» Information given:

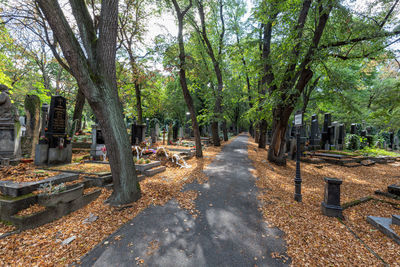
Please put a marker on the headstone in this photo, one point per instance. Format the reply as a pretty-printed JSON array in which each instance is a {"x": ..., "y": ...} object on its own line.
[
  {"x": 180, "y": 133},
  {"x": 353, "y": 128},
  {"x": 325, "y": 131},
  {"x": 96, "y": 152},
  {"x": 391, "y": 140},
  {"x": 175, "y": 129},
  {"x": 10, "y": 129},
  {"x": 331, "y": 205},
  {"x": 170, "y": 133},
  {"x": 32, "y": 110},
  {"x": 56, "y": 147},
  {"x": 138, "y": 133},
  {"x": 315, "y": 134},
  {"x": 341, "y": 137}
]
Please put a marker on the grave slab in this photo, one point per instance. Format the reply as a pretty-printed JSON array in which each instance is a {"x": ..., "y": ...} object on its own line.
[
  {"x": 13, "y": 189},
  {"x": 383, "y": 225}
]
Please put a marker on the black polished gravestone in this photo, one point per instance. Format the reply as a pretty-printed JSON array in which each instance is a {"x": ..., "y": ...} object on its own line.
[
  {"x": 55, "y": 148},
  {"x": 341, "y": 137},
  {"x": 175, "y": 130},
  {"x": 353, "y": 128},
  {"x": 391, "y": 140},
  {"x": 315, "y": 134},
  {"x": 331, "y": 205},
  {"x": 138, "y": 133},
  {"x": 55, "y": 133},
  {"x": 325, "y": 131}
]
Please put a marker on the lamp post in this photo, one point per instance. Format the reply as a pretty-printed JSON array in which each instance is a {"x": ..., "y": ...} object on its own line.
[{"x": 298, "y": 122}]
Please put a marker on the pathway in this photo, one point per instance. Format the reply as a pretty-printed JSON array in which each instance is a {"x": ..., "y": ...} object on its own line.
[{"x": 229, "y": 230}]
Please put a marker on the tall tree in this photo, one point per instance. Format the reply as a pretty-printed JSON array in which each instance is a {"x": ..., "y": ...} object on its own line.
[
  {"x": 93, "y": 66},
  {"x": 182, "y": 75},
  {"x": 216, "y": 58}
]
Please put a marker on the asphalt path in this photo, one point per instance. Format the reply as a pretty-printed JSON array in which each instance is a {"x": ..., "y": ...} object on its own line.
[{"x": 229, "y": 231}]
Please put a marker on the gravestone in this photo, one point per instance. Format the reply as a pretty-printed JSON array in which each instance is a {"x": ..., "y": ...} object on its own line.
[
  {"x": 175, "y": 130},
  {"x": 10, "y": 128},
  {"x": 353, "y": 128},
  {"x": 157, "y": 130},
  {"x": 98, "y": 143},
  {"x": 54, "y": 147},
  {"x": 341, "y": 137},
  {"x": 180, "y": 132},
  {"x": 170, "y": 133},
  {"x": 31, "y": 138},
  {"x": 138, "y": 133},
  {"x": 331, "y": 205},
  {"x": 325, "y": 131},
  {"x": 315, "y": 134},
  {"x": 391, "y": 140}
]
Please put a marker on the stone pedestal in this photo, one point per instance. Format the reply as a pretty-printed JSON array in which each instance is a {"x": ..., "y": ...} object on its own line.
[
  {"x": 96, "y": 153},
  {"x": 41, "y": 155},
  {"x": 331, "y": 205},
  {"x": 10, "y": 140},
  {"x": 60, "y": 155}
]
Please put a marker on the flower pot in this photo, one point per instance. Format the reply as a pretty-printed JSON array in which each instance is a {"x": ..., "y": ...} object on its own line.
[{"x": 71, "y": 193}]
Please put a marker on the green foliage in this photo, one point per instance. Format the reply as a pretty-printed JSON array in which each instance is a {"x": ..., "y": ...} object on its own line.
[
  {"x": 374, "y": 152},
  {"x": 352, "y": 142}
]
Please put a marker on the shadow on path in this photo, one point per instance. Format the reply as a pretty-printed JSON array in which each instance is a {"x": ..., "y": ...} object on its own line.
[{"x": 229, "y": 230}]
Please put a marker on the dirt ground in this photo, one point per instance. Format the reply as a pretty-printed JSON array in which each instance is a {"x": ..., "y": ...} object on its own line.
[{"x": 317, "y": 240}]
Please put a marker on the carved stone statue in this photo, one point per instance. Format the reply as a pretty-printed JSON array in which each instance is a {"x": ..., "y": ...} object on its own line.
[{"x": 8, "y": 112}]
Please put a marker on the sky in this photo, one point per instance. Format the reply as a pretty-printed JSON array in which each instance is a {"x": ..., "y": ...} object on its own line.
[{"x": 166, "y": 24}]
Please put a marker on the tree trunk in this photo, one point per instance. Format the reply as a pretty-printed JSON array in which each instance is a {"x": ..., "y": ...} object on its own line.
[
  {"x": 279, "y": 128},
  {"x": 225, "y": 130},
  {"x": 215, "y": 134},
  {"x": 138, "y": 102},
  {"x": 94, "y": 71},
  {"x": 78, "y": 110},
  {"x": 262, "y": 140},
  {"x": 182, "y": 78}
]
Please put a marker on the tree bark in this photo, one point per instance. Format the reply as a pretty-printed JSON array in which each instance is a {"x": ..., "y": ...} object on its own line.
[
  {"x": 138, "y": 102},
  {"x": 296, "y": 80},
  {"x": 218, "y": 112},
  {"x": 182, "y": 77},
  {"x": 94, "y": 71},
  {"x": 225, "y": 130},
  {"x": 262, "y": 140}
]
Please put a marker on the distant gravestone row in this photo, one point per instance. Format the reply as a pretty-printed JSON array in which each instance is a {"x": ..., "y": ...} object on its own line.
[
  {"x": 332, "y": 136},
  {"x": 10, "y": 129}
]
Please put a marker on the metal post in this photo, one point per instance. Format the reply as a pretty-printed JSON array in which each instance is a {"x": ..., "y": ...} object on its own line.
[{"x": 297, "y": 179}]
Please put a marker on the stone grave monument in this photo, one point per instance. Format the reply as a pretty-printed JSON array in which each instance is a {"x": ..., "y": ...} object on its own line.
[
  {"x": 98, "y": 143},
  {"x": 138, "y": 133},
  {"x": 10, "y": 129},
  {"x": 325, "y": 131},
  {"x": 31, "y": 138},
  {"x": 54, "y": 145},
  {"x": 315, "y": 138}
]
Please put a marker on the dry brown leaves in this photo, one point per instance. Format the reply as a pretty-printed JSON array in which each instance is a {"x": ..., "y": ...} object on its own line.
[
  {"x": 317, "y": 240},
  {"x": 396, "y": 228},
  {"x": 42, "y": 246},
  {"x": 31, "y": 210},
  {"x": 4, "y": 228},
  {"x": 84, "y": 167},
  {"x": 24, "y": 172}
]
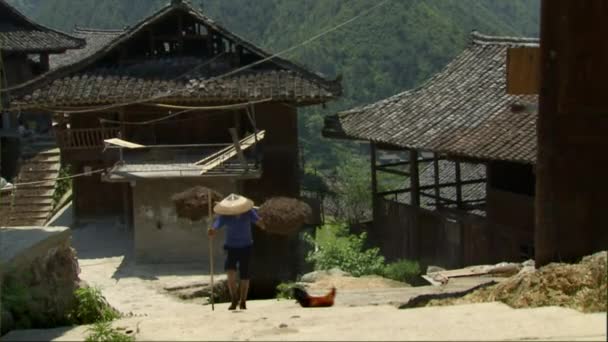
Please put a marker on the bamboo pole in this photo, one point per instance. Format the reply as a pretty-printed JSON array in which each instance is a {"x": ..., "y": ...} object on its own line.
[{"x": 209, "y": 200}]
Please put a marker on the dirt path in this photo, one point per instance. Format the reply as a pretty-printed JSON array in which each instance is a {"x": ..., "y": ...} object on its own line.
[{"x": 358, "y": 315}]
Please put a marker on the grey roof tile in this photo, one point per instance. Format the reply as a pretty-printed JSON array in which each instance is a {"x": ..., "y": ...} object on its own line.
[{"x": 464, "y": 110}]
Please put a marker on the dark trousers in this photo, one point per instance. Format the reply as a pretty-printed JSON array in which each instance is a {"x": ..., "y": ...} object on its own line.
[{"x": 240, "y": 256}]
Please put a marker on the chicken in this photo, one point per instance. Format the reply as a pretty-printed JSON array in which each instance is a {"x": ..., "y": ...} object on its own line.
[{"x": 308, "y": 301}]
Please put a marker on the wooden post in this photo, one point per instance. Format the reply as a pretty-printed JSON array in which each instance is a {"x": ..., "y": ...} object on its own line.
[
  {"x": 458, "y": 184},
  {"x": 438, "y": 203},
  {"x": 572, "y": 125},
  {"x": 414, "y": 179},
  {"x": 372, "y": 150},
  {"x": 180, "y": 28},
  {"x": 210, "y": 216},
  {"x": 44, "y": 61}
]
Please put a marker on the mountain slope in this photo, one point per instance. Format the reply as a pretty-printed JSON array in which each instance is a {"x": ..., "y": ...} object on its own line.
[{"x": 395, "y": 47}]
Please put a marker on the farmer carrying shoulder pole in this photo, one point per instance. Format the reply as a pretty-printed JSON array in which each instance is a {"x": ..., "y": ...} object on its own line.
[{"x": 237, "y": 214}]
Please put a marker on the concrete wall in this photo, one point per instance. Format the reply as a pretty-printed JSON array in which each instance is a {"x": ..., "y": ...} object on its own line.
[
  {"x": 162, "y": 237},
  {"x": 40, "y": 270}
]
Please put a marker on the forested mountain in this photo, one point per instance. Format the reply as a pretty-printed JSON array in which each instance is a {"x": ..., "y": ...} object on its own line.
[{"x": 394, "y": 47}]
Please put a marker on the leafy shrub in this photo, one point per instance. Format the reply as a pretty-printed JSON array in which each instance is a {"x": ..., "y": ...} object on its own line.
[
  {"x": 103, "y": 332},
  {"x": 15, "y": 298},
  {"x": 284, "y": 290},
  {"x": 403, "y": 270},
  {"x": 63, "y": 185},
  {"x": 91, "y": 307},
  {"x": 345, "y": 251}
]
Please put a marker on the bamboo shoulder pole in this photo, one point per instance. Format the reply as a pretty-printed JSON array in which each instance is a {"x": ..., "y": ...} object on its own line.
[{"x": 209, "y": 200}]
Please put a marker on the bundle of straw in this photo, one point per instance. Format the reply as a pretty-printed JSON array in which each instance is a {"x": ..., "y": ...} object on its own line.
[
  {"x": 283, "y": 215},
  {"x": 193, "y": 203}
]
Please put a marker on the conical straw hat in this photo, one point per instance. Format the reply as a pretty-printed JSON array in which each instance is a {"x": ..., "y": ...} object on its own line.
[{"x": 233, "y": 205}]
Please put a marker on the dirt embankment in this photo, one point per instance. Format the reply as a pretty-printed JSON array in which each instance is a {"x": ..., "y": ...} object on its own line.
[
  {"x": 41, "y": 294},
  {"x": 580, "y": 286}
]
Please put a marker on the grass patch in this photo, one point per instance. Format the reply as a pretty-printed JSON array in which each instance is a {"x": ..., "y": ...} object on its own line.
[
  {"x": 103, "y": 332},
  {"x": 335, "y": 247},
  {"x": 284, "y": 290},
  {"x": 91, "y": 307},
  {"x": 403, "y": 270}
]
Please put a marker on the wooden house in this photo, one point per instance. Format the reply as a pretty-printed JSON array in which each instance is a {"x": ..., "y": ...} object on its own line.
[
  {"x": 25, "y": 47},
  {"x": 176, "y": 83},
  {"x": 472, "y": 202}
]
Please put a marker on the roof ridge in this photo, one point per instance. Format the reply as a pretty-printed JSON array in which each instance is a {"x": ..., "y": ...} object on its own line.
[
  {"x": 332, "y": 85},
  {"x": 79, "y": 29},
  {"x": 78, "y": 41},
  {"x": 480, "y": 38}
]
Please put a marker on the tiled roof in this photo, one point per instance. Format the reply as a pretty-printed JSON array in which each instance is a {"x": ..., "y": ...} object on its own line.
[
  {"x": 78, "y": 78},
  {"x": 95, "y": 41},
  {"x": 20, "y": 34},
  {"x": 464, "y": 110},
  {"x": 176, "y": 163},
  {"x": 447, "y": 174},
  {"x": 126, "y": 84}
]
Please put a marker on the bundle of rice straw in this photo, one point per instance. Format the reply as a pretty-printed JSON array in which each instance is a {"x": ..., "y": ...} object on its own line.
[
  {"x": 285, "y": 216},
  {"x": 193, "y": 203}
]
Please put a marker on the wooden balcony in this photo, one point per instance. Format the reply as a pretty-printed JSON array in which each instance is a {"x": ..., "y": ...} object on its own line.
[{"x": 84, "y": 139}]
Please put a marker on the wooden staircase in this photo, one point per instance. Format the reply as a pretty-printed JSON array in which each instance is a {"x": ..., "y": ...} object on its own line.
[{"x": 32, "y": 205}]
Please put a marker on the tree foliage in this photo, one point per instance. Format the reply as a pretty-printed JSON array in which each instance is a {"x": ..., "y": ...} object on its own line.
[{"x": 395, "y": 47}]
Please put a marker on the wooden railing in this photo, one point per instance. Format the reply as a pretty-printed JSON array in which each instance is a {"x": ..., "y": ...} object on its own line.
[{"x": 81, "y": 139}]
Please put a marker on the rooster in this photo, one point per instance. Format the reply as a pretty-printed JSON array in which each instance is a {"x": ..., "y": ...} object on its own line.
[{"x": 308, "y": 301}]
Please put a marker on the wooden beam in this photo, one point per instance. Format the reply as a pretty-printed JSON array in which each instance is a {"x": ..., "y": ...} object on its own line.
[
  {"x": 571, "y": 185},
  {"x": 216, "y": 159},
  {"x": 395, "y": 172},
  {"x": 436, "y": 177},
  {"x": 237, "y": 147},
  {"x": 414, "y": 178},
  {"x": 393, "y": 192},
  {"x": 372, "y": 149},
  {"x": 458, "y": 183},
  {"x": 523, "y": 70},
  {"x": 123, "y": 143}
]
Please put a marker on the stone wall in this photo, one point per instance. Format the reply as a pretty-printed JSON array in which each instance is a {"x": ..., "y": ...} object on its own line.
[
  {"x": 39, "y": 272},
  {"x": 161, "y": 236}
]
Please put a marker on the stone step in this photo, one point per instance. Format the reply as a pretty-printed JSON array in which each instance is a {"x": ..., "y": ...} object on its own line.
[
  {"x": 28, "y": 222},
  {"x": 28, "y": 177},
  {"x": 32, "y": 208},
  {"x": 44, "y": 193},
  {"x": 42, "y": 184},
  {"x": 39, "y": 167},
  {"x": 23, "y": 216},
  {"x": 48, "y": 200}
]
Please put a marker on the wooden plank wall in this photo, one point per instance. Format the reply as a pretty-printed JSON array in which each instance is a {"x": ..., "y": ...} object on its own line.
[
  {"x": 449, "y": 238},
  {"x": 523, "y": 70}
]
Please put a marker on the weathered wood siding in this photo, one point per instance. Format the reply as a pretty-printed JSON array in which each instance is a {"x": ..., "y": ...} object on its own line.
[{"x": 446, "y": 238}]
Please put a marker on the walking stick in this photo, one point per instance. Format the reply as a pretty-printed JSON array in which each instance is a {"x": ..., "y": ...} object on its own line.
[{"x": 209, "y": 199}]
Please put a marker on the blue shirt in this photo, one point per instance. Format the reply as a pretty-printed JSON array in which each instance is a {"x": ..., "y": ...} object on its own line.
[{"x": 238, "y": 228}]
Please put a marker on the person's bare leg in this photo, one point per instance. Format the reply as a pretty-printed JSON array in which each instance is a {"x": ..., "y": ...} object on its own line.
[
  {"x": 244, "y": 288},
  {"x": 234, "y": 296}
]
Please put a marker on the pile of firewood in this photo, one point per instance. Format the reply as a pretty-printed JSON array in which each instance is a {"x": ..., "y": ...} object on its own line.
[
  {"x": 285, "y": 216},
  {"x": 193, "y": 203}
]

» Work to be completed:
Format the stretch from the line containing "Please put a marker on the blue" through the end of the rows as a JSON list of strings, one string per line and blank lines omitted.

» Response below:
[
  "Please put a marker on the blue shirt in this photo, one point per instance. Format the reply as a pretty-printed JSON array in which each instance is a {\"x\": ..., \"y\": ...} object on its own line.",
  "[{\"x\": 238, \"y\": 228}]",
  "Please put a marker on the person's bare leg in this photo, one point per instance. Format the reply as a pretty-printed JSON array in which each instance is a {\"x\": ..., \"y\": ...} object on its own line.",
  "[",
  "  {\"x\": 244, \"y\": 288},",
  "  {\"x\": 234, \"y\": 296}",
  "]",
  "Please put a marker on the pile of firewood in this photo, one point per instance. Format the reply as a pretty-printed JSON array in which each instance is a {\"x\": ..., \"y\": ...} object on its own line.",
  "[",
  "  {\"x\": 285, \"y\": 216},",
  "  {\"x\": 193, \"y\": 203}",
  "]"
]